[TASK STATEMENT]
Under this task are some entries; return every one of them exactly.

Stored data
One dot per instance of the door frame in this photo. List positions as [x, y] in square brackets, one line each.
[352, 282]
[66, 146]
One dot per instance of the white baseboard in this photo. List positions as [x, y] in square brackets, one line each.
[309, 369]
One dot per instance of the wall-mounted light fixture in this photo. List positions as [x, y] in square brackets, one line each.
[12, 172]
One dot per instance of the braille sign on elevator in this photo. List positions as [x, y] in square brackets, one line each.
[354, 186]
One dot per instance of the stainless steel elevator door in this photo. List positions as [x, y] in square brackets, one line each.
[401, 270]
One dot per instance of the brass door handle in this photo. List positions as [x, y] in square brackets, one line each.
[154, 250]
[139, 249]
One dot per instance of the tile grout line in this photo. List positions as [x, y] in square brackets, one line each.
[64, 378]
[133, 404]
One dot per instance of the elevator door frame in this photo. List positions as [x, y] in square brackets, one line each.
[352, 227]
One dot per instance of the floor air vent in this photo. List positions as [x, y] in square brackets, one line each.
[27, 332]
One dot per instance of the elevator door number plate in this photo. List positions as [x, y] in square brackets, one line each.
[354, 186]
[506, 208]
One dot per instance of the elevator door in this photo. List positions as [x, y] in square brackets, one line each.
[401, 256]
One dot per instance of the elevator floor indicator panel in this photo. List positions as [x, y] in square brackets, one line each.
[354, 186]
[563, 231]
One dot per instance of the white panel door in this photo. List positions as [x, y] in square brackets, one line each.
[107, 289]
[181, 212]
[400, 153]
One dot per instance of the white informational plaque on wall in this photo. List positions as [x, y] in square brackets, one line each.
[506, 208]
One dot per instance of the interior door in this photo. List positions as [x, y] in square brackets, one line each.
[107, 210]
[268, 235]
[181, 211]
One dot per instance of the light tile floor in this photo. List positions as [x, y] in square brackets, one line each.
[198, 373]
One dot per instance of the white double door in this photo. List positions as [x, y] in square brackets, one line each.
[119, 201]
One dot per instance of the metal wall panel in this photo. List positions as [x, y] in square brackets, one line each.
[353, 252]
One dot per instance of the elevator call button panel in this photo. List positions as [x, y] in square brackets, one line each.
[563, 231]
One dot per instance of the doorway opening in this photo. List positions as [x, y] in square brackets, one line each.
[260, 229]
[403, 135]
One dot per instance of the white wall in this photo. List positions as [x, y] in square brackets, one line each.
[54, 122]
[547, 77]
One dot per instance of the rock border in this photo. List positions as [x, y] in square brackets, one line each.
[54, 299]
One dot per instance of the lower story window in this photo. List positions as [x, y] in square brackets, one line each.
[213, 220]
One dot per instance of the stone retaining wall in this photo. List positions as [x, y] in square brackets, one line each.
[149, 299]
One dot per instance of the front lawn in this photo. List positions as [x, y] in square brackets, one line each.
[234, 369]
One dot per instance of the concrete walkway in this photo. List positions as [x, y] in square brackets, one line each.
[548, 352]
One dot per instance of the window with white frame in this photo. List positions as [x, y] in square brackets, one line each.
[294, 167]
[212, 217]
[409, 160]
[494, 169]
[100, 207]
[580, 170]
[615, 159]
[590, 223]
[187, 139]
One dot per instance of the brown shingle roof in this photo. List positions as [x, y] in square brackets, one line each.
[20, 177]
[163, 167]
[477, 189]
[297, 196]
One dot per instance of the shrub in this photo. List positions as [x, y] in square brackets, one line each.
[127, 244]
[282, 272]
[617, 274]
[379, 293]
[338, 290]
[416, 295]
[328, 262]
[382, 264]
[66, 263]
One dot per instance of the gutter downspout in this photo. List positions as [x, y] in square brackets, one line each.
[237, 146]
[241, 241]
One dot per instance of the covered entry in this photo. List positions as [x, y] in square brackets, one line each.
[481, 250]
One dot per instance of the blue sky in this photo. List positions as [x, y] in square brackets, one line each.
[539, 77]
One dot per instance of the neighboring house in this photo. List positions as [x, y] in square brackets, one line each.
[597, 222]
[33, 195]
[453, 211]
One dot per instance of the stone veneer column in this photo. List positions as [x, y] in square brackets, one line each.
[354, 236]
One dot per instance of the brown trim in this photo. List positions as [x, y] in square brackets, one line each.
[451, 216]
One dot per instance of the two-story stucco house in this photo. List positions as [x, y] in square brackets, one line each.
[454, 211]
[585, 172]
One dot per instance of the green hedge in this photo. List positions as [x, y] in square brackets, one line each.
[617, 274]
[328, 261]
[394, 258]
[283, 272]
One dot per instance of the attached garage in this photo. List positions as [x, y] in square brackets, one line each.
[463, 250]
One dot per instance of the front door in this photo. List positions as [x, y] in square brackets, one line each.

[SOLUTION FOR THIS PROBLEM]
One dot per instance of the door frame in this photo. List positions as [x, y] in square brackets, one line each.
[352, 282]
[66, 146]
One dot per instance of the white baseboard in this photo. List positions as [x, y] in square brackets, one line each.
[309, 369]
One dot per instance of the wall-mounted light fixture in this photo. List positions as [x, y] in square brackets, one line each.
[12, 172]
One dot per instance of the braille sign on elevator in this photo. List positions as [x, y] in square brackets, one line each.
[354, 186]
One dot per instance of the stainless steel elevator door in this photo. List positions as [x, y] in square brackets, one line each.
[401, 270]
One dot per instance of the brass door handle in this photo. List positions as [x, y] in square brackets, one line each.
[154, 250]
[139, 249]
One dot per instance of the tile grout line in this photo. List positions as [x, y] in square brackets, one line each.
[64, 378]
[133, 404]
One dot per instance of the elevator door frame in this photo. List positions as [x, y] in square brackets, one line each.
[352, 227]
One dot per instance of the floor air vent in this photo. List positions as [x, y] in square brackets, one line each.
[27, 332]
One dot per instance of the elevator door number plate in this photo. List positions as [x, y] in square brackets, one line each.
[354, 186]
[506, 208]
One dot per instance of the elevator door in this photo. List positions as [x, y] in square brackets, one line each.
[401, 256]
One dot per instance of the elevator floor indicator panel in this photo. List positions as [x, y] in square brackets, one line each.
[354, 186]
[563, 231]
One dot per instance of the white panel door in this photo. List positions as [x, y] in square brackets, one line each.
[107, 289]
[181, 212]
[400, 153]
One dot per instance of the white informational plaque on wall in this photo. List positions as [x, y] in square brackets, one line each.
[506, 208]
One dot per instance of the interior door in this photo. List positions as [x, y] in square brackets, one line each.
[107, 210]
[268, 235]
[181, 211]
One dot per instance of the light tile floor in this photo. List positions as [x, y] in square brackets, one line each.
[198, 373]
One dot per instance of the white double door in this photo. List positions as [x, y] in square brackets, one line each.
[119, 201]
One dot per instance of the metal wall panel in this photo. List positions as [x, y] in square brackets, one line each.
[353, 252]
One dot per instance of the elevator call button panel in this photo. List positions as [x, y] in square brackets, one line each.
[563, 231]
One dot per instance of the doorway opening in this photo. List positions as [x, y] in square brackets, one line each.
[260, 229]
[403, 135]
One dot per instance of the white wall in this photo. List positions as [x, y] in square brackets, one line each.
[54, 122]
[547, 77]
One dot per instance of the rock border in this photo. List positions as [x, y] in square brackets, one line each.
[54, 299]
One dot per instance of the lower story window in this photo. List positions as [x, y] in square brackets, one line each.
[213, 220]
One dot per instance of the stone retaining wall in this photo. List positions as [x, y] in square brackets, one line each.
[149, 299]
One dot per instance of the front lawn in this photo. List positions as [x, y] in square brackets, one line each.
[234, 369]
One dot per instance of the concrete walkway in this photo. List positions as [x, y] in square brackets, one line each.
[548, 352]
One dot per instance of the window with white frame in this photo. List positions as [x, y] in square brackets, one line each.
[294, 167]
[212, 217]
[409, 160]
[494, 169]
[100, 207]
[580, 170]
[615, 159]
[590, 223]
[187, 139]
One dot per instance of the brown shingle roof in this photo. List positions as [x, y] in square brackets, one line each.
[20, 177]
[163, 167]
[477, 189]
[297, 196]
One dot per instance of the shrub in this photo. List positions as [x, y] in square brackets, one line each.
[127, 244]
[282, 272]
[617, 274]
[379, 293]
[338, 290]
[416, 295]
[328, 262]
[382, 264]
[66, 263]
One dot per instance of the gutter downspout in this photo. List positions as [x, y] in square brackets, one line each.
[237, 146]
[241, 241]
One dot per instance of the covered entry in this photo. List positions as [x, y] in square brackets, one line each.
[481, 250]
One dot per instance of the blue sky in this photo. List positions as [x, y] in square brackets, one line each.
[539, 77]
One dot per instance of the neighboring house in this photo. List positions as [x, y] in square brackets, one line each.
[597, 222]
[33, 195]
[453, 211]
One dot per instance of the stone veneer column in this photo. List positions as [x, y] in square brackets, one line each.
[354, 236]
One dot per instance of the brown trim in this photo. List positions as [x, y] in square brackets, one line each.
[451, 216]
One dot per instance of the two-story stucco house in this photo. List positions as [x, y] in square brackets, one line each.
[454, 211]
[585, 172]
One dot per instance of the green hedge in this photo. List positions as [x, y] in square brackets, one line each.
[617, 274]
[328, 261]
[394, 258]
[283, 272]
One dot per instance of the attached garage in this photo. List positions as [x, y] in square brackets, one line each.
[463, 250]
One dot per instance of the front door in this photo. List positions as [x, y] in square brackets, one line each.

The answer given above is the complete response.